■ TEXTO APRESENTADO:
▬▬▬▬▬▬▬▬▬▬

Entrevista concedida ao Portal IG, no dia 5 de março de 2024, sobre as gerações Y e Z e o mundo do trabalho. A inspiração para as respostas foi o trabalho do sociólogo norte-americano Richard Sennett, professor da London School of Economics e do Massachusetts Institute of Technology.

Richard Sennett
IG - Como as percepções da geração Z em relação à carreira e profissões diferem das atitudes dos millennials, considerando os contextos socioculturais e econômicos em que essas gerações foram criadas?
Rogério Baptistini - A geração Z é formada por pessoas nascidas entre a segunda metade dos anos de 1990 e 2010. Seus membros são jovens nativos tecnologicamente, que nasceram no mundo integrado pela internet, pelas redes sociais e por seus suportes físicos -os smartphones. O seu drama é de natureza cultural, ou seja: a sociedade que habitam cria uma sensação de liberdade vivenciada no curto prazo, mas não oferece expectativas de longo prazo.
No presente, com saúde, imaginação e flexibilidade para adaptar-se ao fluxo das inovações, dos investimentos e da desregulamentação, as pessoas empreendem a própria vida. Caem, se levantam e recomeçam muitas vezes. A médio prazo, sem redes de solidariedade profundas em empregos estáveis, enfrentam a solidão e o cansaço, o que explica a atitude niilista de muitos adultos jovens. E, também, o adoecimento e os índices de suicídio.
IG - Em termos de relações de trabalho, de que maneira as expectativas da geração Z em relação à flexibilidade, propósito e equilíbrio entre vida profissional e pessoal se distinguem das prioridades dos millennials?
Rogério Baptistini - Os millennials, ou membros da geração Y, viveram parte de suas vidas sem a internet e, quando os smartphones apareceram, já eram adultos. Isso reflete no seu comportamento, pois viram o mundo acelerar e tornar-se cada vez mais complexo.
Em relação à cultura, apesar de vivenciarem mudanças bruscas e disruptivas e a fragmentação da própria identidade profissional e social, com o consequente aumento do medo e da ansiedade, os millennials ainda estiveram, de certa forma, ligados às redes de proteção herdadas do passado. Os valores e instituições da época da carreira, da previdência social e do planejamento do futuro cumpriram certa função estabilizadora para os seus membros. E isso serviu para a manutenção do otimismo e da ousadia dos indivíduos.

▬▬▬▬▬▬▬▬▬▬

■ LINHAS:

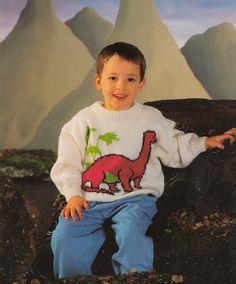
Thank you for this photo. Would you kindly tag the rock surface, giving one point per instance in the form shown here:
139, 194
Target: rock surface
194, 229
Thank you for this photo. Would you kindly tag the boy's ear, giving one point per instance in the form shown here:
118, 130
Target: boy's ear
97, 81
141, 85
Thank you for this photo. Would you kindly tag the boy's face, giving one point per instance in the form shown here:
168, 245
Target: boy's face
119, 82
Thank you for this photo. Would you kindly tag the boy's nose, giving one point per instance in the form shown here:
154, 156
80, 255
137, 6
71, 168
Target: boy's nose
120, 85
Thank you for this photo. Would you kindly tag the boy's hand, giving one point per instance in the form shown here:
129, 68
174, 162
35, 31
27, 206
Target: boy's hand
218, 141
74, 205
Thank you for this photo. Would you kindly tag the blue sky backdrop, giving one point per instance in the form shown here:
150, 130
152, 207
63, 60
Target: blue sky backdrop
184, 18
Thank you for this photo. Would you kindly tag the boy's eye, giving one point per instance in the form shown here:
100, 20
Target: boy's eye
113, 78
131, 80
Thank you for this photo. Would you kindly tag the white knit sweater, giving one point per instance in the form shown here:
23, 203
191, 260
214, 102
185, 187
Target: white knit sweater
106, 155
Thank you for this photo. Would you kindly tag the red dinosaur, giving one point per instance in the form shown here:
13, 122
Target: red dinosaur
119, 166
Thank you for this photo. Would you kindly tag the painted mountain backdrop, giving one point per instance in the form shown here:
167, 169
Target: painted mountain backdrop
47, 66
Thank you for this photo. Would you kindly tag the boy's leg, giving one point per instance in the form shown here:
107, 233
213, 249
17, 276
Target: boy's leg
130, 226
76, 244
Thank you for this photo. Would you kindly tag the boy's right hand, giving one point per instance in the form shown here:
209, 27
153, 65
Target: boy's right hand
74, 207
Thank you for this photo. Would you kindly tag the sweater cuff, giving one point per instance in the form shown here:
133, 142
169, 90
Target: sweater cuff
198, 145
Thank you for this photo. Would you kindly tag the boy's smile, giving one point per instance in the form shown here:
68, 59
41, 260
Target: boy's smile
120, 83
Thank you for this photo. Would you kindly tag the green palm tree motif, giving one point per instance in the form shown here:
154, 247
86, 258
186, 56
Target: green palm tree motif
93, 151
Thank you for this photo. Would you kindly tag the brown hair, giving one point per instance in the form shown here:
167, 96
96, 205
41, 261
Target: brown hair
126, 51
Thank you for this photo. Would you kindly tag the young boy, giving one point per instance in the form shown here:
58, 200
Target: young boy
109, 166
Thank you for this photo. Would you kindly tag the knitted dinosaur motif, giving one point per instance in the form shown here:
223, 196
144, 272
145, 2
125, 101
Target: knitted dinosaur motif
112, 168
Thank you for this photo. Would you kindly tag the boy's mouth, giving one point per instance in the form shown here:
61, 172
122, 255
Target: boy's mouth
119, 96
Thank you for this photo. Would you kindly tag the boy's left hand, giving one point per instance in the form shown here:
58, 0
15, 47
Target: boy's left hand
218, 141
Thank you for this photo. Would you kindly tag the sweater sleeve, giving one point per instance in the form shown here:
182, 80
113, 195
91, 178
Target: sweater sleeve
66, 172
174, 147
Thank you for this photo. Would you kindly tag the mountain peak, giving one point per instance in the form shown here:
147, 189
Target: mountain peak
91, 28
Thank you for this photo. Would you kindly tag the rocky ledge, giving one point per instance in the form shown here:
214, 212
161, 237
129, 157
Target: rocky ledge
194, 229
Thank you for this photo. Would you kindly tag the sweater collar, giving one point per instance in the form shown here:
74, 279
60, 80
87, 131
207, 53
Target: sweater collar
116, 115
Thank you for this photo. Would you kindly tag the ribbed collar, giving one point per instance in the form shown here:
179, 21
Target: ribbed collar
116, 115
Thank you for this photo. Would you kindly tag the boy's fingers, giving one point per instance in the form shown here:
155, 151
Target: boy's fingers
86, 205
73, 214
79, 212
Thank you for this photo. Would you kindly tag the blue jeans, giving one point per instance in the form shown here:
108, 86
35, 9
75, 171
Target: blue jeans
76, 244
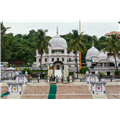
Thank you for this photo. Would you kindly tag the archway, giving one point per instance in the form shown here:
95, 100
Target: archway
58, 68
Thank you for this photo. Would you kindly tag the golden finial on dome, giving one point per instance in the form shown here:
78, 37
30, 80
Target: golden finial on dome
92, 42
57, 29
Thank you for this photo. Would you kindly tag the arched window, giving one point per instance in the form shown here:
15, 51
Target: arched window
111, 64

▬▬▬▬▬▬▬▬▬▬

■ TAREFA 1: Transcreva da entrevista acima todo o trecho desde "IG - Em termos" até "vez mais complexo.".
■ TAREFA 2: Resuma a entrevista em duas frases.
■ TAREFA 3: Segundo a entrevista, em que período nasceram os membros da geração Z?

■ RESPOSTA 1:
IG - Em termos de relações de trabalho, de que maneira as expectativas da geração Z em relação à flexibilidade, propósito e equilíbrio entre vida profissional e pessoal se distinguem das prioridades dos millennials?
Rogério Baptistini - Os millennials, ou membros da geração Y, viveram parte de suas vidas sem a internet e, quando os smartphones apareceram, já eram adultos. Isso reflete no seu comportamento, pois viram o mundo acelerar e tornar-se cada vez mais complexo.

■ RESPOSTA 2: Na entrevista ao Portal IG, Rogério Baptistini descreve a geração Z, nativa da internet, como vivendo uma sensação de liberdade no curto prazo sem expectativas de longo prazo, o que leva à solidão, ao cansaço e à atitude niilista de muitos adultos jovens. Já os millennials, que já eram adultos quando os smartphones apareceram, ainda estiveram ligados a redes de proteção herdadas do passado, como a carreira e a previdência social, o que ajudou a manter seu otimismo e sua ousadia.

■ RESPOSTA 3: Entre a segunda metade dos anos de 1990 e 2010.